- The request -
Repeat each entry as written and leave the images out of the copy.

────────

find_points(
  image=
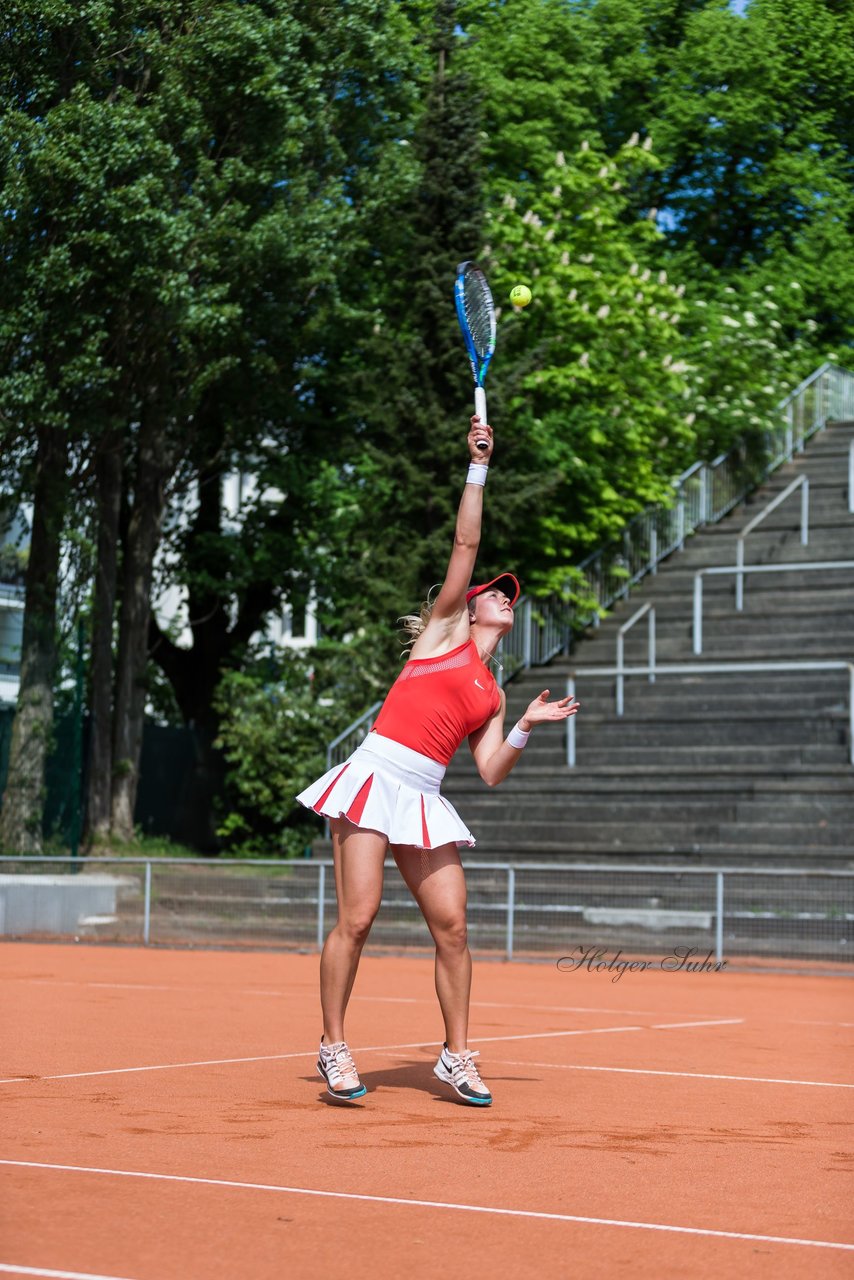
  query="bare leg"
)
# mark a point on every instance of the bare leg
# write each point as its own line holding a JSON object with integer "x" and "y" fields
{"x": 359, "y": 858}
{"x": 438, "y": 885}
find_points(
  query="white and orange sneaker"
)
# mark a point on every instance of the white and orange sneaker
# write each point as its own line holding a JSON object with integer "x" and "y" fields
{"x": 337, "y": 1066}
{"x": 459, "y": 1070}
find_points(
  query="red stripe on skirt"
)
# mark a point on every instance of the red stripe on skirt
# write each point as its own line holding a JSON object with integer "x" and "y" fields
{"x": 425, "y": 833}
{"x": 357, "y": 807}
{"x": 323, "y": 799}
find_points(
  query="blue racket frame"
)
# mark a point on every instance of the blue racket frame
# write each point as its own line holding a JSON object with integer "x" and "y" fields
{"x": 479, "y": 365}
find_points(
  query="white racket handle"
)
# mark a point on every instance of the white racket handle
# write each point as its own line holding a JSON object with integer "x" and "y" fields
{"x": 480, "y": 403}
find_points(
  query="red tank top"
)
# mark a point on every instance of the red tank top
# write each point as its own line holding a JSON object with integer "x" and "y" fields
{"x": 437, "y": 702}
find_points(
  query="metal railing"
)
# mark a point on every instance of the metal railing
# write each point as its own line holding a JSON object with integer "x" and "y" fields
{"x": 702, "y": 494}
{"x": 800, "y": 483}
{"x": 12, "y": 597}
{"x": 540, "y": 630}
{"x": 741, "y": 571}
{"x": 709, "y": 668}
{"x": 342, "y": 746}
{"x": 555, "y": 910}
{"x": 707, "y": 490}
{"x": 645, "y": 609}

────────

- Task answer -
find_points(
  image=
  query="bare leg"
)
# mark a point on every instance of the bare leg
# write each point as its own line holding a JSON object with integer "x" and "y" fields
{"x": 359, "y": 858}
{"x": 438, "y": 885}
find_points(
  query="white and orange sneaker"
)
# mark a point on every instance of the white and orange sneaker
# write each point as its own line holding a JSON object with integer "x" and "y" fields
{"x": 337, "y": 1066}
{"x": 459, "y": 1070}
find_points(
  query="red stripe on skirt"
)
# mark a point on every instance of the red stripe on skirt
# write each point as its own line holding a JSON object with integer "x" and "y" fields
{"x": 425, "y": 833}
{"x": 357, "y": 807}
{"x": 323, "y": 799}
find_points(
  query="blue racket frame"
)
# mark a point on every instance of the blue racket frame
# write each point as its own line holding a JSON object with integer "x" and "y" fields
{"x": 479, "y": 365}
find_points(
  query="white racket handle"
)
# mark a point on every instance of the white racket handle
# write each point as its own line holding a JSON object with integer "x" and "y" fields
{"x": 480, "y": 403}
find_points(
  query="red tank top"
)
# mark a point on every instance of the red tank top
# write each point as its own line holding a JSON object with integer "x" and "y" fields
{"x": 437, "y": 702}
find_points(
  query="metal railing"
)
# mark a point on every instance of the metal railing
# write each point as its own line holding a JSON object with integer "x" and "y" fields
{"x": 702, "y": 494}
{"x": 800, "y": 483}
{"x": 12, "y": 597}
{"x": 540, "y": 630}
{"x": 741, "y": 571}
{"x": 709, "y": 668}
{"x": 342, "y": 746}
{"x": 555, "y": 910}
{"x": 707, "y": 490}
{"x": 645, "y": 609}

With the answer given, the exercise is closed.